Available data:
/---

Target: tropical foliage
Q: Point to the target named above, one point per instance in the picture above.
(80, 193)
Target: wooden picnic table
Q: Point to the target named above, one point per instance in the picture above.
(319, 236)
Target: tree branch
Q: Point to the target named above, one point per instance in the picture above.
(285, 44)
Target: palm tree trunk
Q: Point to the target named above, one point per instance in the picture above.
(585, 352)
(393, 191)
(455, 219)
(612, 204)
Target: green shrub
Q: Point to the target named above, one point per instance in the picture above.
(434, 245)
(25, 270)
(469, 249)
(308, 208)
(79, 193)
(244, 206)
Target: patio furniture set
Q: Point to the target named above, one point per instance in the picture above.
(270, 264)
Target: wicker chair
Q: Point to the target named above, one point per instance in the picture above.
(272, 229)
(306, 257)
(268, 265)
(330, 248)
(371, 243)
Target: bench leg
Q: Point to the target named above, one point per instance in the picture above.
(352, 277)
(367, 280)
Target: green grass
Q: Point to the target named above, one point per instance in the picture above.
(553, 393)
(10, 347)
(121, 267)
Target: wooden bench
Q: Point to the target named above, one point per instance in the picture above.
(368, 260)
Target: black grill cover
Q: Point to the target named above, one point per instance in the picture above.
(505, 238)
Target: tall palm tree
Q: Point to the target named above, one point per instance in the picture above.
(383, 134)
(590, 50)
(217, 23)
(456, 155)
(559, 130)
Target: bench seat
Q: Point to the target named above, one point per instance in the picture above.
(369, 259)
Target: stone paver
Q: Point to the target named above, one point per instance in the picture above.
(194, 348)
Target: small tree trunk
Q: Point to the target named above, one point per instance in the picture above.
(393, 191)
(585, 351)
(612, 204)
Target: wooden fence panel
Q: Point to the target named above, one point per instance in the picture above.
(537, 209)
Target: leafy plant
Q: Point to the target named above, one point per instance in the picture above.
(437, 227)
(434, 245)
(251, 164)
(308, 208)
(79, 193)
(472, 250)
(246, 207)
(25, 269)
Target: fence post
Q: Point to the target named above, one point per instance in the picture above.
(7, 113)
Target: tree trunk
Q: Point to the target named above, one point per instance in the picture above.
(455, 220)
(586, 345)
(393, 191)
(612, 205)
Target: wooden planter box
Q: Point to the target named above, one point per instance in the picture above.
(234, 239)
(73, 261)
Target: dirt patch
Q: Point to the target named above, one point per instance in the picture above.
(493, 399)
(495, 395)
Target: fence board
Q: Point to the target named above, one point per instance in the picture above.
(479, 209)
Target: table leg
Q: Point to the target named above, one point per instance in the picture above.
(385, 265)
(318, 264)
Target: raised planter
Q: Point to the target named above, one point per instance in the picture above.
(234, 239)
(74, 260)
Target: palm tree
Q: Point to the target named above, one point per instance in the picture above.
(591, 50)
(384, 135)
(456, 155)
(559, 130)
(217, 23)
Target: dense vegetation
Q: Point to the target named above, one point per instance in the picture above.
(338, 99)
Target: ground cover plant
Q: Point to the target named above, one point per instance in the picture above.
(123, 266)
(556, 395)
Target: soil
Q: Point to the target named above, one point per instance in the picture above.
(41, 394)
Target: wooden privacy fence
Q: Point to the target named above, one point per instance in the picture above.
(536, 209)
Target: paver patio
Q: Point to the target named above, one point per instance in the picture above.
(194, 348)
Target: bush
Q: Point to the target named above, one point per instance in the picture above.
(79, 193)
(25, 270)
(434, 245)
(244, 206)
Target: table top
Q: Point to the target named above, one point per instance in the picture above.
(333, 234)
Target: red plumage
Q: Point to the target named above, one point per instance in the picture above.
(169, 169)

\---

Prompt: Nothing but a number should be given: the tally of lines in the listing that contain "patio".

Output below: 2